### What the task requires:
I'd like an exact copy of every line from the start of the entries below through the line containing "Target: ear", please.

### Data provided:
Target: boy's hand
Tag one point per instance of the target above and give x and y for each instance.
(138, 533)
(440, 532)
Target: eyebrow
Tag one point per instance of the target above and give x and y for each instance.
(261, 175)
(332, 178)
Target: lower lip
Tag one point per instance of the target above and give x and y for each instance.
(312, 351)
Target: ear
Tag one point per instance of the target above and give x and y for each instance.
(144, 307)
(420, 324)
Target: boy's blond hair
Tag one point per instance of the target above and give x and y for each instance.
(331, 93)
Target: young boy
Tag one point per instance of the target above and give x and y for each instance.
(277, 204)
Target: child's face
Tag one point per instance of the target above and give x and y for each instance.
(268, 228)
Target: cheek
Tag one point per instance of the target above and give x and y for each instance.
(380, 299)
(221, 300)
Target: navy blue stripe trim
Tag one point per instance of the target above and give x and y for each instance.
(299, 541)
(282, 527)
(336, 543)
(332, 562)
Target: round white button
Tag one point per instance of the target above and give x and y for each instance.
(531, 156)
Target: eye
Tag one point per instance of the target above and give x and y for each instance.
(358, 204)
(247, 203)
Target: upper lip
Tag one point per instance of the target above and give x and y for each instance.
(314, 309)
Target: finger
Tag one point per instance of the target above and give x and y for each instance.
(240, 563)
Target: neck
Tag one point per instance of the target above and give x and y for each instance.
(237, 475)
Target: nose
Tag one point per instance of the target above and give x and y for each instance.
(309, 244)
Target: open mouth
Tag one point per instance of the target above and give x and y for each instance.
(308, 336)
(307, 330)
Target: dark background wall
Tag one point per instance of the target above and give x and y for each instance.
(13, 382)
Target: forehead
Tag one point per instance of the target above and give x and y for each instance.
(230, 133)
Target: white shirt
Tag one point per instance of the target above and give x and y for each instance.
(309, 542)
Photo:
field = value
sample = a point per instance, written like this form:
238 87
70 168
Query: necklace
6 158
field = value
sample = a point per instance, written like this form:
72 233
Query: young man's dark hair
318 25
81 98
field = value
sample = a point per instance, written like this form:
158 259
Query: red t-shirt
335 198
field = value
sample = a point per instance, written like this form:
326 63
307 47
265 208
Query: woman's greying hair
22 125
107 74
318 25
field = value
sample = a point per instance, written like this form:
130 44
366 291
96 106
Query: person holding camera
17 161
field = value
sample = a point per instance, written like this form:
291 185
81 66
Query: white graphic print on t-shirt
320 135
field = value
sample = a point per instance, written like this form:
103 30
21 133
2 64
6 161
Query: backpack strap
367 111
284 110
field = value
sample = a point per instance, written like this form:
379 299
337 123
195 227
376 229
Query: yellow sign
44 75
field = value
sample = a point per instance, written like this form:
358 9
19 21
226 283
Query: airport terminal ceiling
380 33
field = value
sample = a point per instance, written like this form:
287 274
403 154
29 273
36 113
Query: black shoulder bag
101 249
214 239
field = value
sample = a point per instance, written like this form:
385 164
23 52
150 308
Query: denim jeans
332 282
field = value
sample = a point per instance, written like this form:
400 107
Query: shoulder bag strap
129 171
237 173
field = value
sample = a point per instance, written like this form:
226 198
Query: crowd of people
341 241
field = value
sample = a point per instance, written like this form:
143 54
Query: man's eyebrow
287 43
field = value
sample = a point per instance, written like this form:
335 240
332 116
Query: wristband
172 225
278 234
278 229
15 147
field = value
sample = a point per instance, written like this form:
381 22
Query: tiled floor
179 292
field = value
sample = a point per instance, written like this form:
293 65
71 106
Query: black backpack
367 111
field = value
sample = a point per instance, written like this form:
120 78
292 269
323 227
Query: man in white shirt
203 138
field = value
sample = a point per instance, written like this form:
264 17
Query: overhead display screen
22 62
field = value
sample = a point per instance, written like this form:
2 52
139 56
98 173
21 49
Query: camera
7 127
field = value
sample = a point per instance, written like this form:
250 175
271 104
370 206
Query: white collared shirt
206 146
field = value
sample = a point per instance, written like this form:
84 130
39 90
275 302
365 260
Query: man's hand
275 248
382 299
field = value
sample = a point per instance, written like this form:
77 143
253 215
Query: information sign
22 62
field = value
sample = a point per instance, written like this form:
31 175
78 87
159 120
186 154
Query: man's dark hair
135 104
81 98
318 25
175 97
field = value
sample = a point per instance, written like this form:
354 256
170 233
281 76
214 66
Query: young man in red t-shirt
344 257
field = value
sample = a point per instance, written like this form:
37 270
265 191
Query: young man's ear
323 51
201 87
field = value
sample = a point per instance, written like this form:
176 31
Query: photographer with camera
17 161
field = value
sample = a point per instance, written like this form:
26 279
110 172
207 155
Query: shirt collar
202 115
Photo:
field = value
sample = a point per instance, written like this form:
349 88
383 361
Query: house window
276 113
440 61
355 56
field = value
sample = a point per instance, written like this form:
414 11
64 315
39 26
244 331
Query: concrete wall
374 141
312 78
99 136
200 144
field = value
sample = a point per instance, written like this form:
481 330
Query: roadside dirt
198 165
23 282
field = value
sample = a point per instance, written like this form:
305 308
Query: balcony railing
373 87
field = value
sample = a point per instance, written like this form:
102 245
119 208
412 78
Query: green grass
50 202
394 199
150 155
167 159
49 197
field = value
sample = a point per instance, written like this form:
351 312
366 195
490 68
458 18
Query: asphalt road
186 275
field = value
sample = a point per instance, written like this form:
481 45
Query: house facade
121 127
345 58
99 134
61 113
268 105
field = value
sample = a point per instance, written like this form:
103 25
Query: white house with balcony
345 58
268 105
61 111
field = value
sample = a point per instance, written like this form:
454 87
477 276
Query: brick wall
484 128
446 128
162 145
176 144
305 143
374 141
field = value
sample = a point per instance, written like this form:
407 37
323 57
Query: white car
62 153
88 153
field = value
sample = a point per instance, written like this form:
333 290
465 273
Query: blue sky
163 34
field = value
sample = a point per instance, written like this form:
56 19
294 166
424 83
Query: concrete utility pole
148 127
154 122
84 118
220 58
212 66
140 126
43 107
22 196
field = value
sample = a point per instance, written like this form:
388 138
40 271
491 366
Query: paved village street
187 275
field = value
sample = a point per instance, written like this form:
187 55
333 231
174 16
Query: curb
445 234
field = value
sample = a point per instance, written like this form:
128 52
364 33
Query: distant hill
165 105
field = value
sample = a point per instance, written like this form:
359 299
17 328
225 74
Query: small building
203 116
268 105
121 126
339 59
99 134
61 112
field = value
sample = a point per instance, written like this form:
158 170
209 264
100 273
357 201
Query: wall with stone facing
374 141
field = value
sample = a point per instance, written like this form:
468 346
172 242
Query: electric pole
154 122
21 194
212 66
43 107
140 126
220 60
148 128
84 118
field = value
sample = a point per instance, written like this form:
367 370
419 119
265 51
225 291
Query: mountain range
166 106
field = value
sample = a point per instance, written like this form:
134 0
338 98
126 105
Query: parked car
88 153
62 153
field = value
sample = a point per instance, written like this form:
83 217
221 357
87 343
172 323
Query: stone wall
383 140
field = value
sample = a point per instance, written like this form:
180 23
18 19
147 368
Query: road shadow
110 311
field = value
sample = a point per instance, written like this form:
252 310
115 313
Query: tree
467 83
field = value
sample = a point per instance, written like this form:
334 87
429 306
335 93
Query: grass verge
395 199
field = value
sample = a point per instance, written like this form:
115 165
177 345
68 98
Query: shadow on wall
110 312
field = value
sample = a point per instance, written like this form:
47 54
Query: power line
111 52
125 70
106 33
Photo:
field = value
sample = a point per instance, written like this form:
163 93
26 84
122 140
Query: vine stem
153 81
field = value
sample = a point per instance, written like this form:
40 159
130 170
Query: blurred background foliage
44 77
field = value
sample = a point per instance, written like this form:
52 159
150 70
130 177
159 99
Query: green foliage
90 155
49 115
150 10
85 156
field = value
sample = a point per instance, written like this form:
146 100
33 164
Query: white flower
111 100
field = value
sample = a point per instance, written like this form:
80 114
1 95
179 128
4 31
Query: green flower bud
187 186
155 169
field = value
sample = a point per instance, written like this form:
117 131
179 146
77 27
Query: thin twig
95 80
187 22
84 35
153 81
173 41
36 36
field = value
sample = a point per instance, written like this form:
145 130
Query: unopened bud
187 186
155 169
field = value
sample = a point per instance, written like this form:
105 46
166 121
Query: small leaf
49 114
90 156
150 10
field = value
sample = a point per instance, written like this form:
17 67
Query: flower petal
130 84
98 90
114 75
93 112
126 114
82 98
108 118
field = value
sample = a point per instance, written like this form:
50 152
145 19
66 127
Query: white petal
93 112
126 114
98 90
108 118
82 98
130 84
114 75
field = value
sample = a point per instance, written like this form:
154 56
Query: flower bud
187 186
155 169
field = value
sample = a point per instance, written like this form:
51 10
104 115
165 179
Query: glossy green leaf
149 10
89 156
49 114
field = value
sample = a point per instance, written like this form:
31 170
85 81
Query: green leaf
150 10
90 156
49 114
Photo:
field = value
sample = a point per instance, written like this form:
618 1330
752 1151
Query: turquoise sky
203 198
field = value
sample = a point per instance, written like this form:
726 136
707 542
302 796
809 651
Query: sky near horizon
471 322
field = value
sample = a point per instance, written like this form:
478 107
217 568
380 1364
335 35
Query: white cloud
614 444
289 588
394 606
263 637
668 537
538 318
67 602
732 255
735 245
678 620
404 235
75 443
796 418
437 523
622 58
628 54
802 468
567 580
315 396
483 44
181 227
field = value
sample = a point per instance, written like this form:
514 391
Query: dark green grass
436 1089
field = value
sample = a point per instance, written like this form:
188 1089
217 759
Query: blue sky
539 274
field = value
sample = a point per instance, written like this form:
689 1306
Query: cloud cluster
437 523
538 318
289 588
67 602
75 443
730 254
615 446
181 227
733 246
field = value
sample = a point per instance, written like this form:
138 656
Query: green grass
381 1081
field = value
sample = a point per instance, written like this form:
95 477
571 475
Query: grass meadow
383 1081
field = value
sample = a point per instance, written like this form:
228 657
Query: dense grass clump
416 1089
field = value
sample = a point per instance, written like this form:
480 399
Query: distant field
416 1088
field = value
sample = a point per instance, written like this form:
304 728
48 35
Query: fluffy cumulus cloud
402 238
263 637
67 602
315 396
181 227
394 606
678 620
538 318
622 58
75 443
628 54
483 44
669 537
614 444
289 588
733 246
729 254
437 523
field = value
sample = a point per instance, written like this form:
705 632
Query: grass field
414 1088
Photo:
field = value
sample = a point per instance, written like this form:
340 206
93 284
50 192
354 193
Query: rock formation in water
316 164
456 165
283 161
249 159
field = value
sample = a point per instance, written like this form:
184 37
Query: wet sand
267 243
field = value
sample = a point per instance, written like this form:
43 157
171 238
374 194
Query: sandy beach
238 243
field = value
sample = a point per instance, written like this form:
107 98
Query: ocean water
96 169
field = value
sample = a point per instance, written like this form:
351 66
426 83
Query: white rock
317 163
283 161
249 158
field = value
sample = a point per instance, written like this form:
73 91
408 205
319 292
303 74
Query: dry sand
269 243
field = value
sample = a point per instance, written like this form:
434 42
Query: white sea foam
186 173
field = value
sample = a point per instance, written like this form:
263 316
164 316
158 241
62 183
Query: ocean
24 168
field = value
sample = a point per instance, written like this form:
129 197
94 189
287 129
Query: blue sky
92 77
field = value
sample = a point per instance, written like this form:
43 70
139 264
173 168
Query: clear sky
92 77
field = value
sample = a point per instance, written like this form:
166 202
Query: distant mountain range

### Exercise result:
Target: boy's hand
Tag one point per instance of the target above and give x and y for each instance.
(138, 533)
(440, 532)
Target: eyebrow
Tag one point per instance of the target above and give x and y for each instance.
(261, 175)
(332, 178)
Target: lower lip
Tag one point per instance of the target above and give x and y for each instance.
(312, 351)
Target: ear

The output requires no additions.